*PASSAGE SHOWN*:
--------------------------------------------------
# Idle under water solutions?



## nate592 (Mar 15, 2015)

Ok I have read everywhere that my brute is not the only one that doesn't idle underwater. I have a 2014 750i that I just snorkeled and although I have only tested them once (on a boat launch) it stalled as I was trying to change gears. Now I'm not wanting it to idle for long periods of time underwater but is there any way to atleast get to the point where I can change gears without worrying about it stalling? 

A way to raise the idle?

Any other suggestions would be appreciated!

Also first time posting here but have done a TON of reading here

Ps I started it back up immediately and got out no problem ?


----------



## Polaris425 (Dec 16, 2004)

Exhaust snorkel. That's about the best way.


----------



## JBYRD8 (Aug 15, 2013)

Yup ^ 


Justin
2012 Brute Force 750 eps
29.5 OL2 S/W
Snorkels
Warn Vantage Winch
RDC 2" Lift Kit
RDC Rad Kit
VFJ #6 & #3
HMF Swamp XL W/ Snorkel


----------



## DaveMK1 (Nov 8, 2009)

what kind of pipe do you have?


----------



## nate592 (Mar 15, 2015)

DaveMK1 said:


> what kind of pipe do you have?


It's a stock pipe on er


----------



## ColtenG (Feb 3, 2014)

I know that when we go to a free flowing exhaust we all have that problem. I just stay on the throttle when im deep enough for it to die.


----------



## DaveMK1 (Nov 8, 2009)

gotcha. HMF swamp series mufflers have a snorkel kit that bolt right up. If you went with a hmf performance like mine, you can fabricate the HMF swamp kit to work.


----------



## H20Fowler (Jun 18, 2014)

It can be a pain sometimes but i try to keep on the throttle very slightly when changing gears underwater and so far I've never had a problem but I also have stock exhaust


----------



## JBYRD8 (Aug 15, 2013)

Justin
2012 Brute Force 750 eps
29.5 OL2 S/W
Snorkels
Warn Vantage Winch
RDC 2" Lift Kit
RDC Rad Kit
VFJ #6 & #3
HMF Swamp XL W/ Snorkel


----------



## Steve8511 (Dec 19, 2010)

I'm wondering if the roll over valve is doing it when you let off the throttle?
If you unplug, it kills the quad in 5 seconds just like when you let off the throttle in deep water? 
I've read that you can silicone it from moving...


----------



## 2010Bruterider (Jun 20, 2010)

I welded a flange on the end of my stock exhaust. Then made an exhaust snorkel with a flange on it. That way I could bolt it on. 


Sent from my iPhone using Tapatalk


----------



## Steve8511 (Dec 19, 2010)

So does the exhaust snorkel keep the quad from stalling or just saves it when it does?


----------



## Polaris425 (Dec 16, 2004)

Steve8511 said:


> So does the exhaust snorkel keep the quad from stalling or just saves it when it does?


both... It's partially a back-pressure issue that keeps it from being able to idle under water.


----------



## Steve8511 (Dec 19, 2010)

I know Can-am's an idle under water all day but they idle around 1350 rpms...
--------------------------------------------------
(Outline labeling data)

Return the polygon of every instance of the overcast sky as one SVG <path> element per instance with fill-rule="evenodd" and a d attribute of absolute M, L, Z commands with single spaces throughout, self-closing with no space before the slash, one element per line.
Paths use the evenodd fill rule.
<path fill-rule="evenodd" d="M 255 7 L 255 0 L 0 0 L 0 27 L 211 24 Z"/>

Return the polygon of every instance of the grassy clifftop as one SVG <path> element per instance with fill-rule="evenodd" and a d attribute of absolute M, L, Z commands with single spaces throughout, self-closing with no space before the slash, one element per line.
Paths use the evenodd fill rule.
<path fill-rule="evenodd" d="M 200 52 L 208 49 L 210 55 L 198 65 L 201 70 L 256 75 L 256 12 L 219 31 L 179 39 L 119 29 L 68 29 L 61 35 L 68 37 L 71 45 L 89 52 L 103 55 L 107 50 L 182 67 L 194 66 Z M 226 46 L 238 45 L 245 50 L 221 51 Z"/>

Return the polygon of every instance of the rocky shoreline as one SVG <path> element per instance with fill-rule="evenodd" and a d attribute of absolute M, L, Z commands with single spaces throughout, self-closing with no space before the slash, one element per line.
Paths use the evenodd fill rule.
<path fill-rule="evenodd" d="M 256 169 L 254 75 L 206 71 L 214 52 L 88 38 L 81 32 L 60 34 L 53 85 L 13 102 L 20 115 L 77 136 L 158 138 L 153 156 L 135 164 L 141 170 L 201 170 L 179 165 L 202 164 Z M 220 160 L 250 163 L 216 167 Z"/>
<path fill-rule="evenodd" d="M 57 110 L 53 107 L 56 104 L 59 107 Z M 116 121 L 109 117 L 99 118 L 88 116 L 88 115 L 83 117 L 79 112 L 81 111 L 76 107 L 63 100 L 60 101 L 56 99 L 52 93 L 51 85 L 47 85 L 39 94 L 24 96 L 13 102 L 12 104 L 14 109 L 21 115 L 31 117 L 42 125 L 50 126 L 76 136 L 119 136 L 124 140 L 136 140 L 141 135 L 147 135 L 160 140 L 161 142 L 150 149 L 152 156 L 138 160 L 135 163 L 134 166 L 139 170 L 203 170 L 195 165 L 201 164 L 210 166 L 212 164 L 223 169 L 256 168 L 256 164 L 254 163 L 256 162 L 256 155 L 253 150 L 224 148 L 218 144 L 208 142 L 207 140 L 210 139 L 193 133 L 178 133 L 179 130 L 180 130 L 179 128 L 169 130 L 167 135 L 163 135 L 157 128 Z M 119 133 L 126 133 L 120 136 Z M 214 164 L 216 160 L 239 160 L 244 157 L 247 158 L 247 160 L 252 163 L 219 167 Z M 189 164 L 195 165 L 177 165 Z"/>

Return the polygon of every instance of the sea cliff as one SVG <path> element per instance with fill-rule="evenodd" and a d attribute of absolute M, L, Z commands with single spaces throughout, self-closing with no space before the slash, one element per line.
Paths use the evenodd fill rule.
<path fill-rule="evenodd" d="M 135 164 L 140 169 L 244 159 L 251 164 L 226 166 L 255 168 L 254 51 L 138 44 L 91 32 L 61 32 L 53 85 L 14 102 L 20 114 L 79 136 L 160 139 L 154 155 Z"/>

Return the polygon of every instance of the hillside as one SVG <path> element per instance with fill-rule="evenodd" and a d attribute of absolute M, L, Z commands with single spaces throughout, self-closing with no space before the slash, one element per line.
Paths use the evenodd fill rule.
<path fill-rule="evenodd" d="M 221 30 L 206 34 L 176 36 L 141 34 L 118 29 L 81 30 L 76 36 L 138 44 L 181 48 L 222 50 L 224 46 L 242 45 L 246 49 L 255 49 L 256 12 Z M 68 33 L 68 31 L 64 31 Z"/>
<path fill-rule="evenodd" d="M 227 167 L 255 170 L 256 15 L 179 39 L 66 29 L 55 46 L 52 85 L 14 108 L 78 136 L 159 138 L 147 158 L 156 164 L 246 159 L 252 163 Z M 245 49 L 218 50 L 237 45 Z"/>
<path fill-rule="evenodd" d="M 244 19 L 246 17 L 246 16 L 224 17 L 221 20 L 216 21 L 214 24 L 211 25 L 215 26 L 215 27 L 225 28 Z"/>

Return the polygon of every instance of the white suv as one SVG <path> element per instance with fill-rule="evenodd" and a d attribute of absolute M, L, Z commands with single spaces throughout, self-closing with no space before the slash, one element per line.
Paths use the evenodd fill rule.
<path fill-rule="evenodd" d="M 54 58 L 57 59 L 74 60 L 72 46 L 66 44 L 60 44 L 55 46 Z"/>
--------------------------------------------------
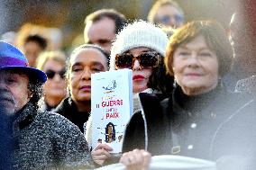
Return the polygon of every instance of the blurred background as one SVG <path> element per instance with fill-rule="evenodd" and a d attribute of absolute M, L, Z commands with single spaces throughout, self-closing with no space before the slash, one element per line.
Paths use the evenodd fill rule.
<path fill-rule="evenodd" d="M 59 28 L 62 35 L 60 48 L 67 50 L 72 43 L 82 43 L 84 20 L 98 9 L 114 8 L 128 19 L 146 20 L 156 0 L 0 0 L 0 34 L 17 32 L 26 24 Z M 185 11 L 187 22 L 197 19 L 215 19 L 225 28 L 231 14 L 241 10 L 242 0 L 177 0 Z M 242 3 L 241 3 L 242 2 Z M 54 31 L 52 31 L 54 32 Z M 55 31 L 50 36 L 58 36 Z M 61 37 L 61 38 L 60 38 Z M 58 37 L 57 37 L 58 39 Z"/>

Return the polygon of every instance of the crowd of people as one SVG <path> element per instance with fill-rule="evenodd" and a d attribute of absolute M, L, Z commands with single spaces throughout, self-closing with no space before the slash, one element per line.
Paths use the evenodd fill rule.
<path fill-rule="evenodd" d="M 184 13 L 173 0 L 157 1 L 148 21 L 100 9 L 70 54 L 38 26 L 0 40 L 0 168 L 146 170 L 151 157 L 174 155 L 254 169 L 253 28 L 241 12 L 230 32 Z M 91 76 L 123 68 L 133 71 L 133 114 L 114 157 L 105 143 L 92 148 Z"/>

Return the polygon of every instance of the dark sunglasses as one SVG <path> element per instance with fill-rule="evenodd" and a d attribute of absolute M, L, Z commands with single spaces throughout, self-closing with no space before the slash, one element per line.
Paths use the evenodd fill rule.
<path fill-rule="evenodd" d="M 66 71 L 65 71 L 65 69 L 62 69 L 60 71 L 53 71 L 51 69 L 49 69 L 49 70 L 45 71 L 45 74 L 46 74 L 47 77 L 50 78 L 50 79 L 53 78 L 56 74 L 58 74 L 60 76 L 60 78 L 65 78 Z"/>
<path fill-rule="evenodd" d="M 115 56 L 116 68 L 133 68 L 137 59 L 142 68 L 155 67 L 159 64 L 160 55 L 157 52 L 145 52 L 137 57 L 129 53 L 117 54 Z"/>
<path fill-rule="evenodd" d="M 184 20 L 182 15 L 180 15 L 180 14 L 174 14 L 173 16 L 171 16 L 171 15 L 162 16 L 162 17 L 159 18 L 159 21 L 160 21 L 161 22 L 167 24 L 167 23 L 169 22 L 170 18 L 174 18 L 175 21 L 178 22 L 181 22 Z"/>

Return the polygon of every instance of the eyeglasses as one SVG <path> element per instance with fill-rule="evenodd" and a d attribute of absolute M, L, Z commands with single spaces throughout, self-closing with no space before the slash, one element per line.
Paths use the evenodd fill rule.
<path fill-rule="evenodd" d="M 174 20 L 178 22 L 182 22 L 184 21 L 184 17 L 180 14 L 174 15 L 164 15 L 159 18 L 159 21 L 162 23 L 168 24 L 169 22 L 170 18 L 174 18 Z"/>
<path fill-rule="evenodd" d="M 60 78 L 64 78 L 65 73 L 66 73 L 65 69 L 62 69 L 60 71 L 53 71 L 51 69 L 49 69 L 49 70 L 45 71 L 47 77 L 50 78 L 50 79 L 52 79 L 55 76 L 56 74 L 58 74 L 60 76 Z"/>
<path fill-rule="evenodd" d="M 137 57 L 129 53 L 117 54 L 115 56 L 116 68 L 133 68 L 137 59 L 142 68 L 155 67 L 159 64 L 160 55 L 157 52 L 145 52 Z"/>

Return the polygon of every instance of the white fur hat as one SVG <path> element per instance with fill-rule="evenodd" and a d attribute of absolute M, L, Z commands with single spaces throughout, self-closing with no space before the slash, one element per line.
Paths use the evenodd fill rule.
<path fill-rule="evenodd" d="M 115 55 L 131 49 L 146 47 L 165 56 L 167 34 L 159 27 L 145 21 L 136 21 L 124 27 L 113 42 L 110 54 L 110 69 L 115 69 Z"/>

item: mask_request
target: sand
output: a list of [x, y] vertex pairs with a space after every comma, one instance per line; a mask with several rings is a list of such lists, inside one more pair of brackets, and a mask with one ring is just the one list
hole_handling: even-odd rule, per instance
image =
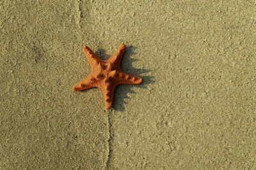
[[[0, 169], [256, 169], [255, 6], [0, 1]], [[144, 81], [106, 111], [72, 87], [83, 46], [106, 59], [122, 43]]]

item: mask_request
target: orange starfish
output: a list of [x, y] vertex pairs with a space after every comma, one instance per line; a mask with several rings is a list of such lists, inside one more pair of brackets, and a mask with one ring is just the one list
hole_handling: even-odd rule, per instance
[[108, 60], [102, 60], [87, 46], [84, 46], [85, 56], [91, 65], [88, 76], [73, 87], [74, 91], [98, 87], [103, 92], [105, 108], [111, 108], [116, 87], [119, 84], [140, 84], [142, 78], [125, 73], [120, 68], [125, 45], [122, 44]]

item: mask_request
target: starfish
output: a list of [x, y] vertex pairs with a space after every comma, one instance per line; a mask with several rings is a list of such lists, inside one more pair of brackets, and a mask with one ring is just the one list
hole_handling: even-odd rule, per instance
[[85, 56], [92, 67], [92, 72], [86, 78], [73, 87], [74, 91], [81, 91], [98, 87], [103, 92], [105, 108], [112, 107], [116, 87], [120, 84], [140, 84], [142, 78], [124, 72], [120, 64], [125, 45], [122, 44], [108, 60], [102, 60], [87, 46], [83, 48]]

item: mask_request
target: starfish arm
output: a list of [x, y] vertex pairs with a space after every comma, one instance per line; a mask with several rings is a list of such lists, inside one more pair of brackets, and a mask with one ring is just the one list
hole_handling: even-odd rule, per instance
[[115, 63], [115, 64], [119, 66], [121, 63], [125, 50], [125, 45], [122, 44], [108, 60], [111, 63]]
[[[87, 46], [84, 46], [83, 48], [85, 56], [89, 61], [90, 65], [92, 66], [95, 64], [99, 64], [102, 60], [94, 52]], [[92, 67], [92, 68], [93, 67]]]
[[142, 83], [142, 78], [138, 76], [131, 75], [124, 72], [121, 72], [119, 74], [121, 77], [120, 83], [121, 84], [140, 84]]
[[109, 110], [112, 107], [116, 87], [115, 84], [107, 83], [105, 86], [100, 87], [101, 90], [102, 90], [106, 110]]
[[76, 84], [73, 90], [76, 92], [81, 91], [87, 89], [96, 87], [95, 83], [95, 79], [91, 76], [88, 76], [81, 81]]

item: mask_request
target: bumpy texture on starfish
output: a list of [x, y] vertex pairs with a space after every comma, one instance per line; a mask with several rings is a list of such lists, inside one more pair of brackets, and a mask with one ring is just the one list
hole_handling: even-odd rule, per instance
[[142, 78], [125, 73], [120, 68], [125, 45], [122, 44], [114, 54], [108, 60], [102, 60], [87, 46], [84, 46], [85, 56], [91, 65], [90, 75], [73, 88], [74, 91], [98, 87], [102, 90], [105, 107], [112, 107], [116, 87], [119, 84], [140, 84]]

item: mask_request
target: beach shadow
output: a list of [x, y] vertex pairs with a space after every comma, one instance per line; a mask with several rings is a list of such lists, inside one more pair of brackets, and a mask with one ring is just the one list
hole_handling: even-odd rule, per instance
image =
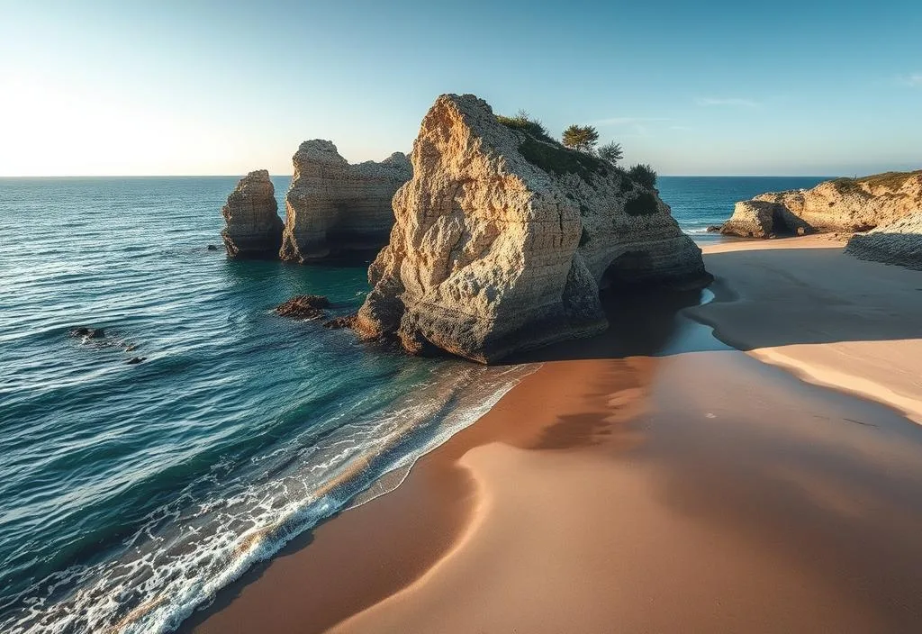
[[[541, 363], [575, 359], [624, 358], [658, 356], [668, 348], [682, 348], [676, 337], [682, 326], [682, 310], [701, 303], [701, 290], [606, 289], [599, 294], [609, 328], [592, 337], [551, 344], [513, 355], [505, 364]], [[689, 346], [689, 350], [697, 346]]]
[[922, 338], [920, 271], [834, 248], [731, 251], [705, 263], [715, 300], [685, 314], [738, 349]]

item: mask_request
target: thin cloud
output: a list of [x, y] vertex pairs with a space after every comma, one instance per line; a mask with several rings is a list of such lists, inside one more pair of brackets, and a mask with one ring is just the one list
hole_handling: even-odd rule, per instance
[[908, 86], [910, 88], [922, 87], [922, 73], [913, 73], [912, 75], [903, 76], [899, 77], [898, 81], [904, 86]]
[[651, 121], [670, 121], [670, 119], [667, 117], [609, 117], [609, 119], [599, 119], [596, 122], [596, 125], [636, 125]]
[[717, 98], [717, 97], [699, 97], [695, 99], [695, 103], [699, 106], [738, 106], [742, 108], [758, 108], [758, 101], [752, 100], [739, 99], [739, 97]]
--------------------------------------------------
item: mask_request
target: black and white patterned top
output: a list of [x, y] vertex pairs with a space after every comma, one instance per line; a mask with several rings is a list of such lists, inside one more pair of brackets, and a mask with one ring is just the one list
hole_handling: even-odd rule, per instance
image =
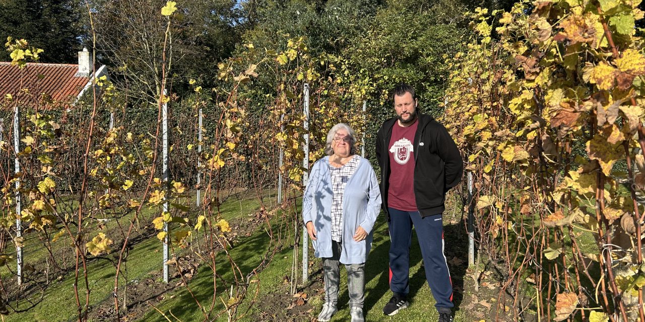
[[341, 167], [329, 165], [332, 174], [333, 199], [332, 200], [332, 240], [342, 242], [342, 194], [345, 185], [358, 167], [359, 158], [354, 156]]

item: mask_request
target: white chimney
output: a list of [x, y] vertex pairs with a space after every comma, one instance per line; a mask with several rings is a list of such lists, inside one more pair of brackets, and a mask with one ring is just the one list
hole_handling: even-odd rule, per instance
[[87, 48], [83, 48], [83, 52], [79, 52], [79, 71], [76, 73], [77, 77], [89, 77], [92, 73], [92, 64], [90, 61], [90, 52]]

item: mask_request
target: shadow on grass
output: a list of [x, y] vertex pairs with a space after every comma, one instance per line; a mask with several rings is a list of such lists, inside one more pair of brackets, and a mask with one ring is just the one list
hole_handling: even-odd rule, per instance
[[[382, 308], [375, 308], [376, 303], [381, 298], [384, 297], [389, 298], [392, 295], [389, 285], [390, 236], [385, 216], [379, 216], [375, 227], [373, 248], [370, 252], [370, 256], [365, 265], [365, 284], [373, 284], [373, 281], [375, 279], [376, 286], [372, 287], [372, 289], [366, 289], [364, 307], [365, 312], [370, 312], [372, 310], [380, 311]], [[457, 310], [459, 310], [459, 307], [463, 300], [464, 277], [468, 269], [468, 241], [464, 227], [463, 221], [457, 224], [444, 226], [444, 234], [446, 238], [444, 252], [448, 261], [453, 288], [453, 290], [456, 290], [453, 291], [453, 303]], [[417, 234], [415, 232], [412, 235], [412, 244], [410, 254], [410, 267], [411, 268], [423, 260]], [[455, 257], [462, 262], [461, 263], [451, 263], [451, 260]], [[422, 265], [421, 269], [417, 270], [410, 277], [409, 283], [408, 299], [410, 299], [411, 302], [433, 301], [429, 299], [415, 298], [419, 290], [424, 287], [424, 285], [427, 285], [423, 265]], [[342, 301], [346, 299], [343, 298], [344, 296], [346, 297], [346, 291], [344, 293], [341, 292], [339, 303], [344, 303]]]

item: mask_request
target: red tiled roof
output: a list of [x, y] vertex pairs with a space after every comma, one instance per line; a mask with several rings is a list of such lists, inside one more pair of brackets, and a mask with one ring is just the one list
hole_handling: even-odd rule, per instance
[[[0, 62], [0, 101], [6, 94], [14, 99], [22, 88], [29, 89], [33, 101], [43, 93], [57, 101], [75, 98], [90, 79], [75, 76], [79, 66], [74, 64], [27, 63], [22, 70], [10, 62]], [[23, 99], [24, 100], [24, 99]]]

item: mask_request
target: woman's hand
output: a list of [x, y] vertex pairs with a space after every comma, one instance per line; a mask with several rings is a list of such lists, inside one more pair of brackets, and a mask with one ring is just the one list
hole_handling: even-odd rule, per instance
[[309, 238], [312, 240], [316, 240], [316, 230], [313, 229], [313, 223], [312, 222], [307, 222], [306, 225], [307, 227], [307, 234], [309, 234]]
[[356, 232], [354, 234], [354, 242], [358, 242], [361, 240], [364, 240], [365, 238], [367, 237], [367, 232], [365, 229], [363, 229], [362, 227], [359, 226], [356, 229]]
--------------------------------------------------
*TASKS TO PERFORM*:
**1.** In the forum thread about ATVs idling under water, what cause does Polaris425 give for the quad being unable to idle under water?
**2.** Write the next part of the forum thread about ATVs idling under water, picking up after its final post.
This data was drawn from a different source than the forum thread.

*ANSWERS TO THE EXERCISES*:
**1.** Polaris425 says it is partially a back-pressure issue.

**2.**
I wish someone knew the whole mystery why brutes die in water as soon as the seat wants to float!


----------



## JPs300 (Mar 23, 2011)

They are overly low compression stock(8.2:1) and when you add in a relatively high camshaft overlap between the cylinders, plus both cyls having a compression release built in the cam, it wreaks havoc on the tune when the exhaust goes under. 

Most other makes are 9:1 or higher compression.


----------



## BruteNasty15 (Jun 13, 2015)

i have a 2015 brute force 750 fuel injected and I need some advice for my exhaust like whats best bang for my buck without spending an arm and a leg? also can I get a slip on exhaust for my bike or do I need the full exhaust with an optimizer?? I want something that will have anough pop that it will idle under water


----------



## Polaris425 (Dec 16, 2004)

HMF swamp series. Can get it w/ attachable exhaust snorkel. 


Posted via TapaTalk for iPhone6


----------



## BruteNasty15 (Jun 13, 2015)

do I need the optimizer?? would just adding the slip on be enough to idle under water


----------



## BruteNasty15 (Jun 13, 2015)

does my bike have an 02 sensor that will act as an optimizer


----------



## 2010Bruterider (Jun 20, 2010)

BruteNasty15 said:


> do I need the optimizer?? would just adding the slip on be enough to idle under water



Exhaust snorkel is the only way to make a brute idle under water. A free flowing exhaust only makes the issue worse. 


Sent from my iPhone using Tapatalk


----------



## Steve8511 (Dec 19, 2010)

JPs300 said:


> They are overly low compression stock(8.2:1) and when you add in a relatively high camshaft overlap between the cylinders, plus both cyls having a compression release built in the cam, it wreaks havoc on the tune when the exhaust goes under.
> 
> Most other makes are 9:1 or higher compression.


You might be on the right track.
Ok time for that 12:1 840 or bigger kit! I knew I needed it!


----------



## jsmith3015 (Jun 15, 2015)

I have an hmf performance series and have never had a problem with it but if its under water i try not to leave it there long with no gas


----------



## JPs300 (Mar 23, 2011)

Steve8511 said:


> You might be on the right track.
> Ok time for that 12:1 840 or bigger kit! I knew I needed it!


Several guys with just the 10.5 pistons (std bore) have no issues underwater. - Likely what I'll do with my Teryx, even just that will make a reasonably substantial power gain.


----------



## BruteNasty15 (Jun 13, 2015)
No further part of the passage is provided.